**Assignment:** Please retype the records below exactly as they appear, but leave out the pictures.

**Data to examine:**
----
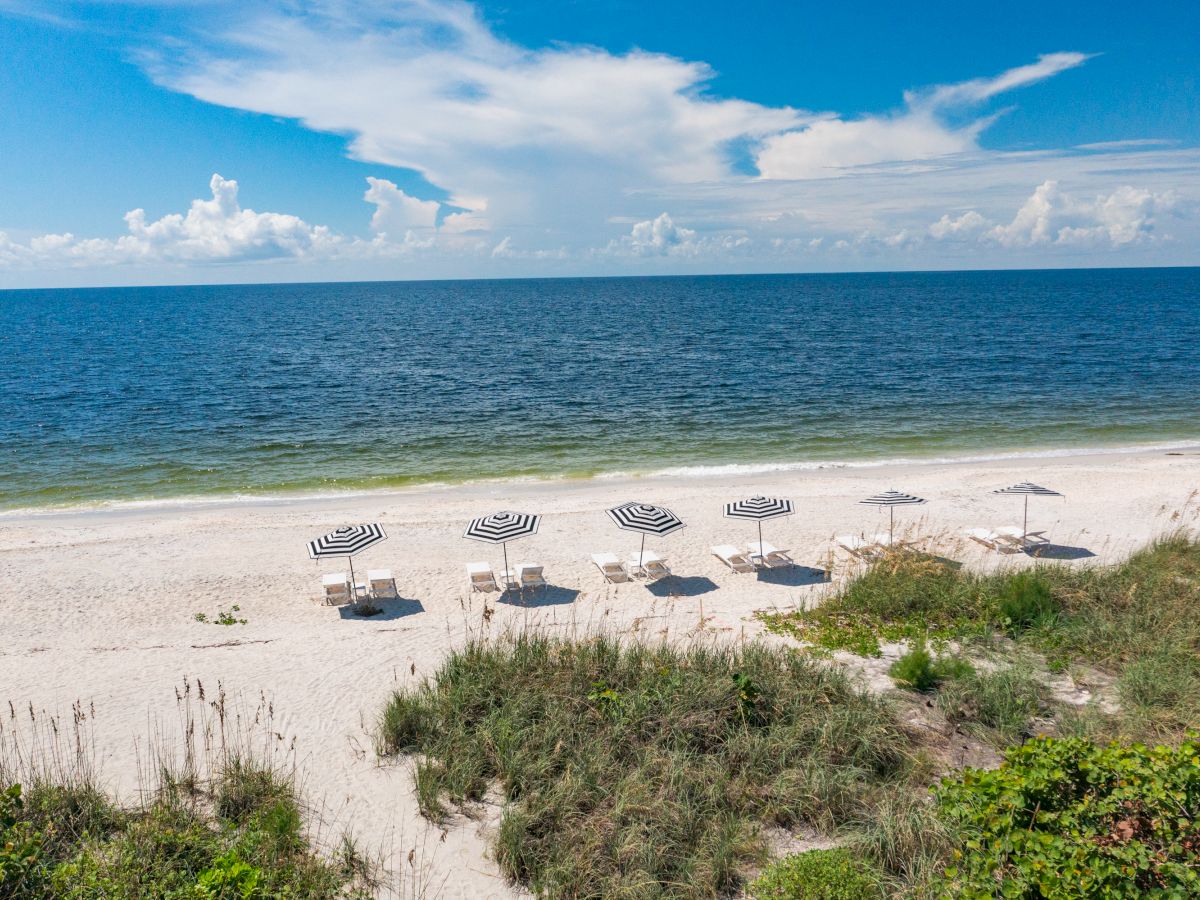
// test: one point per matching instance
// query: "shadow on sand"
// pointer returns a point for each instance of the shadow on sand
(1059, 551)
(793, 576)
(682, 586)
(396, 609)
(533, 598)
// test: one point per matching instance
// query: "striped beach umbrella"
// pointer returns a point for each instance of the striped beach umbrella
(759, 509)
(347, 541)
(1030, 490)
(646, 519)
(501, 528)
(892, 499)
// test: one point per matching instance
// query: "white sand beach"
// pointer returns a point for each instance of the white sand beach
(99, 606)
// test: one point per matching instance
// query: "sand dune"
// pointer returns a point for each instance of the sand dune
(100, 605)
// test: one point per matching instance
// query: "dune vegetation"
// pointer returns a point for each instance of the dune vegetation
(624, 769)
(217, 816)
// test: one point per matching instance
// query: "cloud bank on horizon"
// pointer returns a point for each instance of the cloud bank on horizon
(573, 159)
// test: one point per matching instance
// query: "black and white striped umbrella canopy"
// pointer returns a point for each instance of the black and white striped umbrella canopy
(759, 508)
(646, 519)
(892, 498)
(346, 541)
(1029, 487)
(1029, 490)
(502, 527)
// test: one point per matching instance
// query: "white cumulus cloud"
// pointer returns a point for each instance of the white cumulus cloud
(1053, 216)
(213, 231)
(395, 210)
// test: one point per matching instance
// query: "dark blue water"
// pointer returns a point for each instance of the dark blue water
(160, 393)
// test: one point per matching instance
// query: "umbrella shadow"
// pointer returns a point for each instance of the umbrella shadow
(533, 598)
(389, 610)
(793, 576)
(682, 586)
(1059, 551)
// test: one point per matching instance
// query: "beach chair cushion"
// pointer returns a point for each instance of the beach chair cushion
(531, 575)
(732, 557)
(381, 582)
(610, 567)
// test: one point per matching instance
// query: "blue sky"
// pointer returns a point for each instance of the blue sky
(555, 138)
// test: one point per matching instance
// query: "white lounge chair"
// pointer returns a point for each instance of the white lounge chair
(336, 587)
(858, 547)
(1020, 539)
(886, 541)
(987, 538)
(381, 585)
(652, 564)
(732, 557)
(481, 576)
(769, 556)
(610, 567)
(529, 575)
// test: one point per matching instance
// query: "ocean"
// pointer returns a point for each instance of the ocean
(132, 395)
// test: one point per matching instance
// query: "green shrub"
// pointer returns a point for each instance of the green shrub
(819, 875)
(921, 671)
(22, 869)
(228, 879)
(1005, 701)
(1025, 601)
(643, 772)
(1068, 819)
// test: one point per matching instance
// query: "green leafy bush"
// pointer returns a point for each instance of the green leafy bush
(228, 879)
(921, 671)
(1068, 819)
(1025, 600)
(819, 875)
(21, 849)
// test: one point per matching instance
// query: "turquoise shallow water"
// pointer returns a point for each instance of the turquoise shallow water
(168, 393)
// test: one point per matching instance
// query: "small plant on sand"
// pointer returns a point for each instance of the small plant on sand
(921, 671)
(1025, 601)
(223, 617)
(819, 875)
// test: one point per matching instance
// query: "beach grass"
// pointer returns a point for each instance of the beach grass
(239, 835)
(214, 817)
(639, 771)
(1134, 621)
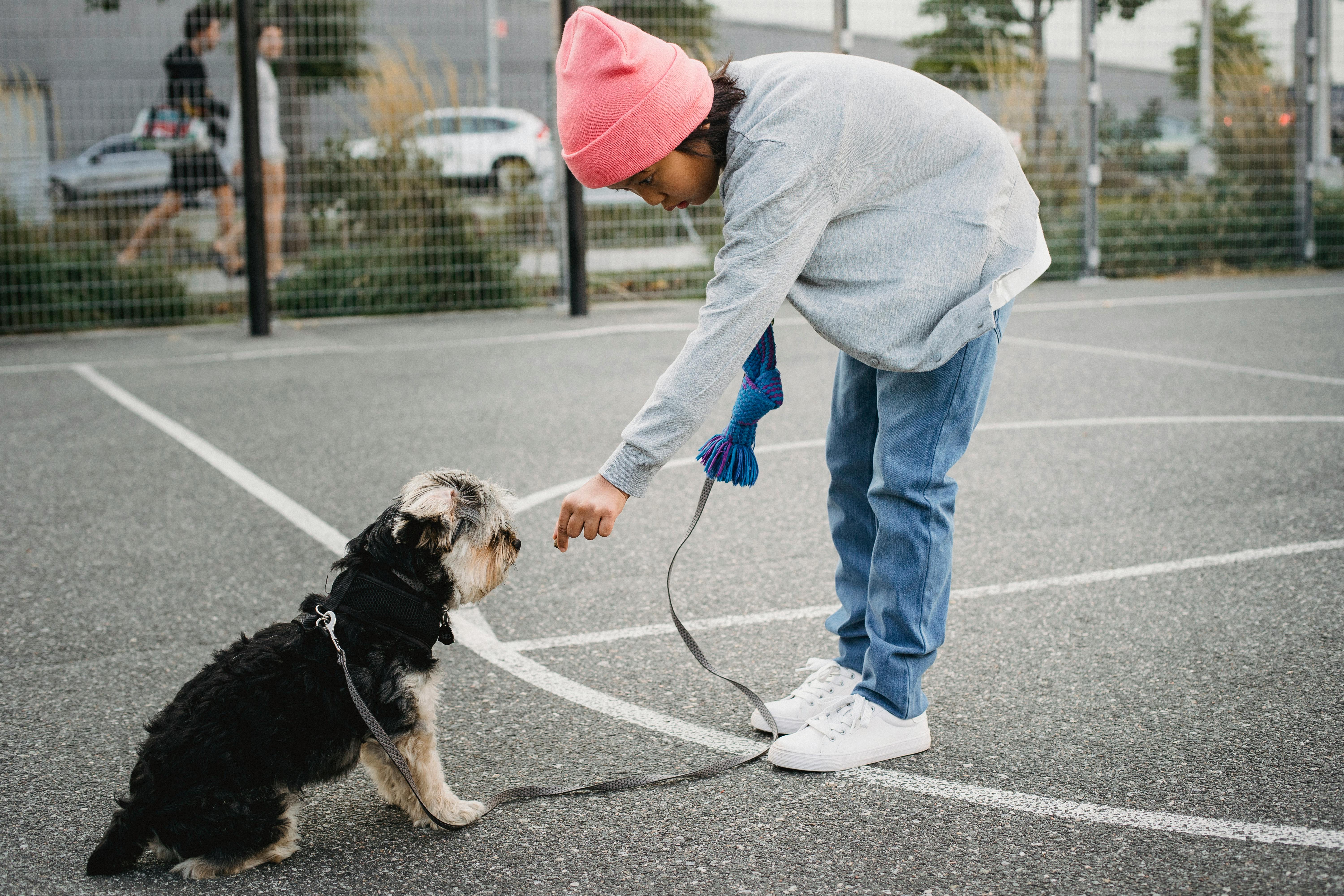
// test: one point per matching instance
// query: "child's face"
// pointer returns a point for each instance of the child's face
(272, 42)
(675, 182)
----
**Response:**
// test: one point per matching instance
// query: "shadow on sand"
// pointer returns a point for each instance of the shadow on sand
(1059, 551)
(793, 576)
(682, 586)
(396, 609)
(533, 598)
// test: one point per matching instance
// query: "striped beach umbrella"
// pointer returns a point for each instance of the striped beach umbrella
(759, 509)
(347, 541)
(1030, 490)
(646, 519)
(501, 528)
(892, 499)
// test: one point per matching instance
// query: "white sand beach"
// pointer returns a point for each instance of the white sand beach
(99, 606)
// test: one point per matching instance
// query: "sand dune"
// pointer returns a point for each instance of the sand dune
(100, 605)
// test: one point per matching instance
// query: "dune vegetation"
// pointer returns a point for each instance of the dune vegetation
(624, 769)
(217, 816)
// test: one point per matching instance
// query: "cloud bank on horizon"
// pointer returns a point for each instance of the cloud bank on horizon
(573, 159)
// test: one point per matching instance
// query: "black and white striped umbrella canopy"
// pointer returns a point for each instance of the black and white striped umbrella canopy
(759, 508)
(646, 519)
(892, 498)
(346, 541)
(1029, 487)
(1029, 490)
(502, 527)
// test: one point per matching instance
// query: "white cumulus cloud"
// pointer returns a point for each instance of the white cumulus cloud
(1053, 216)
(213, 231)
(395, 210)
// test: one point per matching instance
// query: "dark blue water"
// pointer returns a point for each instance of the dark blue water
(160, 393)
// test: one point per matching instance
// query: "umbrella shadow"
// pointer returns a point for each instance of the umbrella shadow
(533, 598)
(389, 610)
(793, 576)
(682, 586)
(1059, 551)
// test: one point per matching instance
// query: "beach chair cushion"
// pointer returns a point for each instance of the beach chair cushion
(531, 575)
(732, 557)
(381, 582)
(610, 567)
// test: one point per matching instance
// query: "blue sky"
// pointer returns a point for each instance of the blue sky
(555, 138)
// test: one point per matching instance
// query: "white lounge chair"
// pointer returns a point for each instance of the white lounge chair
(336, 587)
(858, 547)
(1020, 539)
(886, 541)
(987, 538)
(381, 585)
(652, 564)
(732, 557)
(481, 576)
(769, 556)
(610, 567)
(529, 575)
// test: one point per matching instance
// query: "ocean"
// pointer returns a point for each instance of the ocean
(132, 395)
// test: one point per matching instance
// query: "green shrub"
// pointer returns a point for each instance of the green shrub
(819, 875)
(921, 671)
(22, 869)
(228, 879)
(1005, 701)
(1025, 601)
(643, 772)
(1068, 819)
// test: one point per matching instance
// query: "green leafy bush"
// pointer returns a point for each instance of the green leafy bush
(228, 879)
(921, 671)
(1068, 819)
(1025, 600)
(819, 875)
(21, 849)
// test: one point per matching instance
// query: "turquoise shallow water"
// pointer returns a point for each instance of the turquoise shallow water
(168, 393)
// test: one point per matching instance
// query: "small plant on sand"
// pointer returns a point for each instance of the small plant on sand
(921, 671)
(1025, 601)
(223, 617)
(819, 875)
// test: one point per matching instance
// query: "beach grass"
// pointer returns a point for each instance of the beach grass
(239, 835)
(214, 817)
(639, 771)
(1134, 621)
// test: one point per matching instance
// query: "child's face"
// pointer returns a point for each instance of the child's face
(272, 42)
(675, 182)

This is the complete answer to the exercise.